(Prompt): From the line containing "hey quick question — can you spot the green and" through the last line of the data, return those lines exactly as written and nothing more.

-----

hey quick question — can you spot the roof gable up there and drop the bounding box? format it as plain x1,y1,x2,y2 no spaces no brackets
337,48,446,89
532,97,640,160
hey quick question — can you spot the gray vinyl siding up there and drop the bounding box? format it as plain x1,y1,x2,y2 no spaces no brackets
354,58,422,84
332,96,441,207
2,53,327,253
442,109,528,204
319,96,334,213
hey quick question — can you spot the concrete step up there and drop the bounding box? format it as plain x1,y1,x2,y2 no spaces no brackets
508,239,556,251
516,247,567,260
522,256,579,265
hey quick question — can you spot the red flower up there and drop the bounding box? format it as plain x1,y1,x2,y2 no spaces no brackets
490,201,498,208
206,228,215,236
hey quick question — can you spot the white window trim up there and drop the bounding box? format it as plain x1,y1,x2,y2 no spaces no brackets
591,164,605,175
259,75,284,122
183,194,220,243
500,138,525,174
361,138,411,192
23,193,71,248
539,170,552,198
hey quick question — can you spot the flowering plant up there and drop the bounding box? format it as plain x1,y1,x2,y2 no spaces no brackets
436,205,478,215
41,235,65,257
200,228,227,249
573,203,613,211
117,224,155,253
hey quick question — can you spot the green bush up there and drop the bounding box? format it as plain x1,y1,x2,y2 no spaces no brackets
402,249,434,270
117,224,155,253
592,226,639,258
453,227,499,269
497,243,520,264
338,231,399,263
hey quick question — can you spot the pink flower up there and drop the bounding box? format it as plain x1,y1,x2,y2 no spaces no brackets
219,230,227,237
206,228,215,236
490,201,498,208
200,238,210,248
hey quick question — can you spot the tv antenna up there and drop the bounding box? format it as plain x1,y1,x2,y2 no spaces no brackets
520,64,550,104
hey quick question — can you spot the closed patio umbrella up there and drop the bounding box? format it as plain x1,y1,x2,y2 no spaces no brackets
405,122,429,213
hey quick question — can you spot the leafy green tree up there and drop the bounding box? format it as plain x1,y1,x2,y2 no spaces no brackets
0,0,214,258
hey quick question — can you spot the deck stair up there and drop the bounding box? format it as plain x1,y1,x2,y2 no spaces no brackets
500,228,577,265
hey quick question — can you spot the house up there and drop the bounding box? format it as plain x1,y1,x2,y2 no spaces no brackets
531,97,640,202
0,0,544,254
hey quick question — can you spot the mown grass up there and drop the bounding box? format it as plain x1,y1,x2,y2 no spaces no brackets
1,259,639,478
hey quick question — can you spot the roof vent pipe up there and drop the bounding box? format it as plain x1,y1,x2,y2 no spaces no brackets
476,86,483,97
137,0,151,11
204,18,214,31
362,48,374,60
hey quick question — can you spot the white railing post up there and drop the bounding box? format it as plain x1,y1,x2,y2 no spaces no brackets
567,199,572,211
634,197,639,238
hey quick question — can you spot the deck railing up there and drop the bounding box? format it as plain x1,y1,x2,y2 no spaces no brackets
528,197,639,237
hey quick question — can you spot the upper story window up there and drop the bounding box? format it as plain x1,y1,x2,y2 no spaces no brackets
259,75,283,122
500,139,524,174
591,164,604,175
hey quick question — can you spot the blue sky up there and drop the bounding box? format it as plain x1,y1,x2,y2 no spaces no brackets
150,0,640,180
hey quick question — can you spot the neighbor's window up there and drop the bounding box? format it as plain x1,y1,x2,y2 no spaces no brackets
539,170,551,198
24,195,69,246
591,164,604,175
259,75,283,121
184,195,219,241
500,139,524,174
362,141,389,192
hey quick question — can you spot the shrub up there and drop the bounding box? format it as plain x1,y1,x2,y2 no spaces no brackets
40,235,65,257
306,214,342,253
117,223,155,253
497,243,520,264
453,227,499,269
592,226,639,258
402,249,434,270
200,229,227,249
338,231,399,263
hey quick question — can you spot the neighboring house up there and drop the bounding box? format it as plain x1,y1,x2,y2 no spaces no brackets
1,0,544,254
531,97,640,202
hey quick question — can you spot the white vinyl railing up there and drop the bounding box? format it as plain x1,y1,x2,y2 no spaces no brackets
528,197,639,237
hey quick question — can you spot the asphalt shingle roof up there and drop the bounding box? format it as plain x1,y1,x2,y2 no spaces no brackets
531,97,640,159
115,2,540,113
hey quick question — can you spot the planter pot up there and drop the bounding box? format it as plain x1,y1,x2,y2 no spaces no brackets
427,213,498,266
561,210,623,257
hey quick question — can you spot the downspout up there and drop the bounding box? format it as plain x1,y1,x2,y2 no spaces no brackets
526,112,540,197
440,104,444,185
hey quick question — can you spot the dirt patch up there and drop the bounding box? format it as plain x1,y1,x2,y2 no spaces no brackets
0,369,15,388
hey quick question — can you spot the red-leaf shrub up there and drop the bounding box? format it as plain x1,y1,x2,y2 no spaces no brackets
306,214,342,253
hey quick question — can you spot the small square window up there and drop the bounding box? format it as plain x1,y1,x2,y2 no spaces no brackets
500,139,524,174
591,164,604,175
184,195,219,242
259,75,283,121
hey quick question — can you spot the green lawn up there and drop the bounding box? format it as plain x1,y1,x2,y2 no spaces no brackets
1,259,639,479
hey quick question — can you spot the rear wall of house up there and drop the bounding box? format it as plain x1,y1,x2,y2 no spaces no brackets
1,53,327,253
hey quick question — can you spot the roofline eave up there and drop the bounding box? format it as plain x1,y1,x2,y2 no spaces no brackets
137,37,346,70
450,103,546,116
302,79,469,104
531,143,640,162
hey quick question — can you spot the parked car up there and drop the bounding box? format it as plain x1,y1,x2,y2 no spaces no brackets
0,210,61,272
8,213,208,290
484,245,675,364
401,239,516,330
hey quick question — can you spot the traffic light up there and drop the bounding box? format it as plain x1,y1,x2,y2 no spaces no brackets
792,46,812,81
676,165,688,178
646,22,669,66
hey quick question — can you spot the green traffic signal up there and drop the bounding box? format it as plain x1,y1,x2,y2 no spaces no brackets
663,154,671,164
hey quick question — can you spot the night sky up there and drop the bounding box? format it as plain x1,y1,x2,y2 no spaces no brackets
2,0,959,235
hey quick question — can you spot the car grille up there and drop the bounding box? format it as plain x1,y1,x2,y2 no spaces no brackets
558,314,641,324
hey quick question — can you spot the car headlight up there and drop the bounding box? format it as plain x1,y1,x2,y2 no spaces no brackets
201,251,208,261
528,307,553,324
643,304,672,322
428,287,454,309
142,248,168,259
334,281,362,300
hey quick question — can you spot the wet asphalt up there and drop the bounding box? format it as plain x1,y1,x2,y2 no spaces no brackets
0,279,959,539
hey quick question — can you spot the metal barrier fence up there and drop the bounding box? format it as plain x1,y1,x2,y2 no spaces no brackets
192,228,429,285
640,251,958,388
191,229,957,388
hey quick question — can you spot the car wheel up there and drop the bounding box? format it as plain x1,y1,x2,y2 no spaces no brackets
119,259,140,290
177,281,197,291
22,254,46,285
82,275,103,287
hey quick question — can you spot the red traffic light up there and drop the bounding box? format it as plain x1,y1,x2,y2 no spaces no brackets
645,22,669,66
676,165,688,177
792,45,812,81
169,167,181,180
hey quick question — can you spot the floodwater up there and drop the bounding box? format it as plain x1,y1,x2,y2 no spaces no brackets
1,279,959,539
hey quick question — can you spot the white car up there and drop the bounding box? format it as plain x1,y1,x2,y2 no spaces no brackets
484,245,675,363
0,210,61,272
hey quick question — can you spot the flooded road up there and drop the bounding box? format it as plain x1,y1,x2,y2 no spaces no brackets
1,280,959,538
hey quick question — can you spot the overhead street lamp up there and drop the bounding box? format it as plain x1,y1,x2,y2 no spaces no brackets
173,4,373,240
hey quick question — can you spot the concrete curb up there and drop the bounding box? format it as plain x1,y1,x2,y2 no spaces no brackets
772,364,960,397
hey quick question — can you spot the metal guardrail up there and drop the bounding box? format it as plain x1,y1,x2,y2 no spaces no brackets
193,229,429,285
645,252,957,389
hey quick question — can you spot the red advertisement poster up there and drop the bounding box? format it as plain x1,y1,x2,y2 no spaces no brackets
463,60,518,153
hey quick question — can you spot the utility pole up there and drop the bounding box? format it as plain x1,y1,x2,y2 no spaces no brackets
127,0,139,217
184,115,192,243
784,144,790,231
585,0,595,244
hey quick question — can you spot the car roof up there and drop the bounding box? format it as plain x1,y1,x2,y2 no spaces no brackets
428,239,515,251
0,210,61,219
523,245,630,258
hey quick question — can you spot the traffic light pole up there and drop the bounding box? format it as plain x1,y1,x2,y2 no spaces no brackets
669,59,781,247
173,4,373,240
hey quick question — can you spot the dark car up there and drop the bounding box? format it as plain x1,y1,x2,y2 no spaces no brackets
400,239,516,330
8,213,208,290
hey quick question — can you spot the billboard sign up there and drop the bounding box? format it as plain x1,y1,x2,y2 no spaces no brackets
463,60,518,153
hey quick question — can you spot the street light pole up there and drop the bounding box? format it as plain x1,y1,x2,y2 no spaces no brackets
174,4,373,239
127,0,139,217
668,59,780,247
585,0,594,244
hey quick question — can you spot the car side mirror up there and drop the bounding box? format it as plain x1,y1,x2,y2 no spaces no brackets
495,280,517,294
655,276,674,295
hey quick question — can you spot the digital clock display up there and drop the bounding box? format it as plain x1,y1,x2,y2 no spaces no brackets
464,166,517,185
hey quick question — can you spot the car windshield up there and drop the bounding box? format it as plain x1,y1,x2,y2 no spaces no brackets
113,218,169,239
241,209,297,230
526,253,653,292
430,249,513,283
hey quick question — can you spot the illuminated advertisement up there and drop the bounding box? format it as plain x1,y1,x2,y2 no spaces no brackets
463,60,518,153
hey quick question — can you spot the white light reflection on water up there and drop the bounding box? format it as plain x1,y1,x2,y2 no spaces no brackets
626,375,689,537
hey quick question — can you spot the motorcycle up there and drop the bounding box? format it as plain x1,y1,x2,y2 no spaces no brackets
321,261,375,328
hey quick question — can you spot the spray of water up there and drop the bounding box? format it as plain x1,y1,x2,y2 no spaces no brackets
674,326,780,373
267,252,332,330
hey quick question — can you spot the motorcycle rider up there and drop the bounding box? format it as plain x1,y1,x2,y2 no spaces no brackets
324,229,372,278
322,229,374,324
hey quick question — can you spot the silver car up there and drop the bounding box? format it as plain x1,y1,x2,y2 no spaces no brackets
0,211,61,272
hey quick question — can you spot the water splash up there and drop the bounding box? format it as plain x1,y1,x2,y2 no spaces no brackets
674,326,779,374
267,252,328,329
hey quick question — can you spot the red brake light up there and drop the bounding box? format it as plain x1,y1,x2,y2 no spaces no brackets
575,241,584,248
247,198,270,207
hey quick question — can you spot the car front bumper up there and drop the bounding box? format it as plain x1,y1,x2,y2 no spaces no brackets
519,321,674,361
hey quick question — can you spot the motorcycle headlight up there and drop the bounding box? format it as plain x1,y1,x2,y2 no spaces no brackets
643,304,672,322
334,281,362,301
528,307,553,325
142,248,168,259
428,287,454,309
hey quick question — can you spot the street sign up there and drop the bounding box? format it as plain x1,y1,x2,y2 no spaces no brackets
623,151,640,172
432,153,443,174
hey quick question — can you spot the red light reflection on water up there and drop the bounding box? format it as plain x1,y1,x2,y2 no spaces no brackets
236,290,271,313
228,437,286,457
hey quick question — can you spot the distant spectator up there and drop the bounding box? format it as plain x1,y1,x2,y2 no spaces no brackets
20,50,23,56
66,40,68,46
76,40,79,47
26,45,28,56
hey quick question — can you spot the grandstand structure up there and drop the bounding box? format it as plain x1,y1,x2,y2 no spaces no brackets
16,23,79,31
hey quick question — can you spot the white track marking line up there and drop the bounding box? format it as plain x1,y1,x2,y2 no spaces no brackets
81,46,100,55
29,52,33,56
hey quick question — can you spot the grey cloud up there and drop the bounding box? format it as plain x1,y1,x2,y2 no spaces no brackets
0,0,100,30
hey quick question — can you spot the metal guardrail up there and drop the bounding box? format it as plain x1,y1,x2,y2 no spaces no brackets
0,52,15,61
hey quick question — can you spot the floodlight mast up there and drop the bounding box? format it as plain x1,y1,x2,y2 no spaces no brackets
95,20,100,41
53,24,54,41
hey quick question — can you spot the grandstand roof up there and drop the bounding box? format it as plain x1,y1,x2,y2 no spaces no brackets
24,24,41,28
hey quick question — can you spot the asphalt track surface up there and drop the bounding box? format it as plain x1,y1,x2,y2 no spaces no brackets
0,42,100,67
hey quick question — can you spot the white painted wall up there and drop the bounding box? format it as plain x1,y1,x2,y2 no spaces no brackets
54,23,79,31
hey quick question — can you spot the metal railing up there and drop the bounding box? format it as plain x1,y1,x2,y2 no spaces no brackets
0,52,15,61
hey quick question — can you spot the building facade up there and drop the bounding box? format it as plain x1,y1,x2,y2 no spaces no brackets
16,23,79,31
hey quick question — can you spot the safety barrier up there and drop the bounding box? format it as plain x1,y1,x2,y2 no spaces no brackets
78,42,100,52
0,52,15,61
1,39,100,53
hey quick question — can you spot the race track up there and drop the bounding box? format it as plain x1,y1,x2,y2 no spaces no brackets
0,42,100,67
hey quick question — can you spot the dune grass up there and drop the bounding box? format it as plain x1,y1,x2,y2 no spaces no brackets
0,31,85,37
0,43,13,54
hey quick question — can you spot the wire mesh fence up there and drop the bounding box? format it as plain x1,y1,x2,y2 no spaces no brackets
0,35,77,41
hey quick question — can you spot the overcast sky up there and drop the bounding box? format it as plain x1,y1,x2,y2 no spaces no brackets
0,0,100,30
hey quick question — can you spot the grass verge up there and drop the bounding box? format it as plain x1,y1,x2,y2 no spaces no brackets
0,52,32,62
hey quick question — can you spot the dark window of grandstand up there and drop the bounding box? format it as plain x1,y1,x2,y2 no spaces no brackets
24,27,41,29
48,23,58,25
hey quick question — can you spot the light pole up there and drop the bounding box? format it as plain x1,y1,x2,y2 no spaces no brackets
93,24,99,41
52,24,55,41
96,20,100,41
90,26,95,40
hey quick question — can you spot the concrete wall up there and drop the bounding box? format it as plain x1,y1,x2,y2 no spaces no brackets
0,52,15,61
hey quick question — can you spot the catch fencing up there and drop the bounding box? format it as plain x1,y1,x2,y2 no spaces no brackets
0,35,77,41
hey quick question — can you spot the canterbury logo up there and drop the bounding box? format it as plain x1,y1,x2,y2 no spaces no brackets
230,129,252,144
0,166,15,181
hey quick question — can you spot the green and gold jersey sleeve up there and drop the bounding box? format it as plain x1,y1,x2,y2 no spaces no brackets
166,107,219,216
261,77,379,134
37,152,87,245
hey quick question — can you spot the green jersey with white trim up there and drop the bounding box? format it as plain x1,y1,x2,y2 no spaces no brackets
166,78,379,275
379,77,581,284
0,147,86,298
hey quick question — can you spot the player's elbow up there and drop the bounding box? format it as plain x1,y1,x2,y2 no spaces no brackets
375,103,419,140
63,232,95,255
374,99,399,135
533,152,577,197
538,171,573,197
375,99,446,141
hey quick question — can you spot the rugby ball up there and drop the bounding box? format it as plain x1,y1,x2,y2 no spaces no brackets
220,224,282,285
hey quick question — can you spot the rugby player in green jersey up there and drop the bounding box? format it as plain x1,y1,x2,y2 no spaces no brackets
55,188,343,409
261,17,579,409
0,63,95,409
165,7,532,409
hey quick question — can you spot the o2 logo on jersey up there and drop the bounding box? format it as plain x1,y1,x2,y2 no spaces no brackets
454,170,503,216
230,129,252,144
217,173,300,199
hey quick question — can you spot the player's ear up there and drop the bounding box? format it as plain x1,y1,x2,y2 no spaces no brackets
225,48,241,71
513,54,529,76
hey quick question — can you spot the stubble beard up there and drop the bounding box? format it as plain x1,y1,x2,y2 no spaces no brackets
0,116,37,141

-----

(Response area):
hey quick question — can you spot the green and gold jersey sleeve up there and drop the bounding box? format it as plain x1,y1,x2,y2 no spaces no brackets
166,107,219,216
261,77,379,134
37,152,87,245
hey quick question — can you spot the green jersey with white trim up there and drop the bounding box? format it as plain x1,y1,x2,y2 no spaces no brackets
166,78,379,275
379,77,581,284
0,147,86,298
hey quick question — can you spot the player's elbow up there and drop the bounding box? format it as plain x1,y1,x2,y2 no spaces no brackets
375,103,419,140
63,232,95,255
374,99,399,135
533,152,577,197
538,171,573,197
375,99,446,141
hey quick question — can you spot the rugby ball up there and drop the bounding box? format it as plain x1,y1,x2,y2 no spaces no brackets
220,224,282,285
hey quick question — can you spot the rugby player in green jersey up there and drop the bounding box? format it as plain x1,y1,x2,y2 no spaces no brackets
55,188,343,409
261,17,579,409
0,63,95,409
165,7,532,409
hey quick question — can you spot the o2 logo on jersey up there and drop the bounding box? format it as plain x1,y1,x2,y2 no spaces no brackets
454,170,503,216
230,129,252,144
217,173,300,199
hey quick question — can you spot the player's ear up there and drop the bounding box? format it as plain x1,y1,x2,y2 no spaces no brackets
225,48,241,71
513,54,529,76
hey quick question — can you spot the stubble beard up there and drop the bounding box? format it as plain x1,y1,x2,y2 no spaces no brackets
0,116,37,141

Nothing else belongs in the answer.